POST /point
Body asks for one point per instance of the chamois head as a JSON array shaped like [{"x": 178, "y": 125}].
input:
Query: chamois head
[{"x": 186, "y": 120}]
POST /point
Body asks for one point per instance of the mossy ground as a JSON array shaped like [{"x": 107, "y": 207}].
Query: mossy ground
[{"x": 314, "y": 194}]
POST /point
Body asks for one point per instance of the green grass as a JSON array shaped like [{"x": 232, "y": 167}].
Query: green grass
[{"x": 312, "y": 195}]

┄┄┄┄┄┄┄┄┄┄

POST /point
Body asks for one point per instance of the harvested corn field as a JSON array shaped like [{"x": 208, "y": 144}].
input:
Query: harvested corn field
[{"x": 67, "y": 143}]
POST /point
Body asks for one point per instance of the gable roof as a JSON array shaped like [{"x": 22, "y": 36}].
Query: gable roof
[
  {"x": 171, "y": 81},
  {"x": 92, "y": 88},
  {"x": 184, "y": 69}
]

┄┄┄┄┄┄┄┄┄┄

### What is asked
Tally the lines in the records above that contain the string "field", treating uppercase and lowercase letters as different. Reply with the number alone.

### Exercise solution
2